* Tujuan Tugas a: Tuliskan kembali semua baris data di bawah ini tanpa mengubah apa pun, dan jangan sertakan gambarnya dalam jawaban.

* Kutipan:
Translate

Rabu, 13 September 2017

PENDETA DAN POLITIK




Syalom saudara-saudara seiman

Sebagai umat Kristen, kita selalu dituntut untuk hidup sesuai prinsip-prinsip kekristenan, dan sebagai jemaat gereja tentu kita akan menjadikan sikap dan tindakan para pemimpin gereja sebagai teladan. Jika pemimpin berbelok ke kanan maka biasanya jemaat yang berbelok ke kiri akan dianggap ‘sesat’, demikian juga sebaliknya, jika pemimpin ke kiri atau keatas dan jemaat yang kearah sebaliknya biasanya akan dipandang sebagai orang yang ‘menyimpang’. Entah apakah jemaat tersebut memang benar-benar sesat atau tidak, menyimpang atau tidak.

Saya lalu bertanya-tanya, apakah pemimpin-pemimpin gereja selalu benar? Dalam hal ini maksud saya adalah gereja sebagai organisasi duniawi, bukan sebagai tubuh Kristus sebab Kristus-lah kepala gereja.

Saya meyakini jika Tuhan akan memakai siapapun yang dikehendaki-Nya untuk bekerja bagi-Nya, apakah kita adalah hamba yang taat ataukah seorang krimanal. Tidak ada yang menjadi halangan bagi setiap orang dimata Tuhan untuk menjadi pelayan-Nya jika Dia menghendaki. Tetapi, yang ingin saya sorot adalah orang Kristen yang ‘sangat paham sekali’ (pakai banget) tentang dogma Kristiani, dasar-dasar pelayanan Kristen, dan ketentuan gereja lalu kemudian menjadi orang terdepan yang melanggarnya.

* Data yang Diberikan:
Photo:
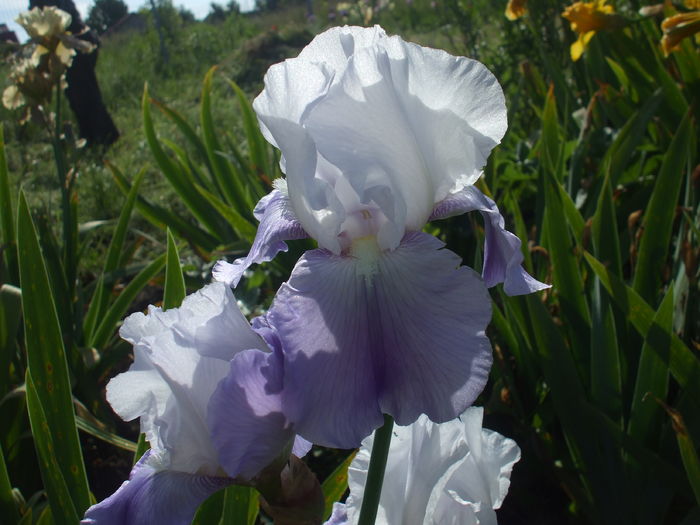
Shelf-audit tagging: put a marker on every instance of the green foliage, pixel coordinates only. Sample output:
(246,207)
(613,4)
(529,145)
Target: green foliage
(103,14)
(598,378)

* Tujuan Tugas b: Berikan kembali bagian kutipan dari "Saya lalu bertanya-tanya, apakah" sampai dengan "Kristus-lah kepala gereja." tanpa perubahan sedikit pun.

* Penyelesaian Lengkap a:
Photo:
Shelf-audit tagging: put a marker on every instance of the green foliage, pixel coordinates only. Sample output:
(246,207)
(613,4)
(529,145)
Target: green foliage
(103,14)
(598,378)

* Penyelesaian Lengkap b:
Saya lalu bertanya-tanya, apakah pemimpin-pemimpin gereja selalu benar? Dalam hal ini maksud saya adalah gereja sebagai organisasi duniawi, bukan sebagai tubuh Kristus sebab Kristus-lah kepala gereja.